=== Begin Enclosure ===
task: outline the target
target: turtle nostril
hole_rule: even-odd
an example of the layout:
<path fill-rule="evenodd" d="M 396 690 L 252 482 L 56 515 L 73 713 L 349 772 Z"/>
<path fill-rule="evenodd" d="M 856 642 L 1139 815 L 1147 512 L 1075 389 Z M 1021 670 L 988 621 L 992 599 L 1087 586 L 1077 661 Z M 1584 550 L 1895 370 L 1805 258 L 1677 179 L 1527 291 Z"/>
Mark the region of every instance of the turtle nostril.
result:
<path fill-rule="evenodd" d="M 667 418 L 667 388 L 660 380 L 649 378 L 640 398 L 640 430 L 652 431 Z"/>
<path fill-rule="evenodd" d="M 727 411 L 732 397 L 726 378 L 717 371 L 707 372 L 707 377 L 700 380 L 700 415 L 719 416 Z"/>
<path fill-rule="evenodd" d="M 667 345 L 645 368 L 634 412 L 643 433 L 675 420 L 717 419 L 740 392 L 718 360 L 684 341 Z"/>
=== End Enclosure ===
Exercise description » Print the entire set of records again, exactly.

Task output »
task: outline the target
target: turtle nostril
hole_rule: even-odd
an example of the layout:
<path fill-rule="evenodd" d="M 396 690 L 252 482 L 56 515 L 73 713 L 349 772 Z"/>
<path fill-rule="evenodd" d="M 856 642 L 1139 815 L 1147 512 L 1075 389 Z M 1021 670 L 988 621 L 992 599 L 1087 586 L 1077 661 Z M 1584 550 L 1895 370 L 1805 258 L 1677 179 L 1527 291 Z"/>
Mark the region of every instance of the turtle nostril.
result:
<path fill-rule="evenodd" d="M 667 418 L 667 388 L 660 380 L 649 378 L 640 398 L 640 430 L 652 431 Z"/>
<path fill-rule="evenodd" d="M 727 411 L 732 397 L 726 378 L 717 371 L 707 372 L 707 377 L 700 380 L 700 415 L 719 416 Z"/>
<path fill-rule="evenodd" d="M 667 345 L 645 368 L 634 412 L 643 433 L 675 420 L 717 419 L 740 392 L 718 360 L 684 341 Z"/>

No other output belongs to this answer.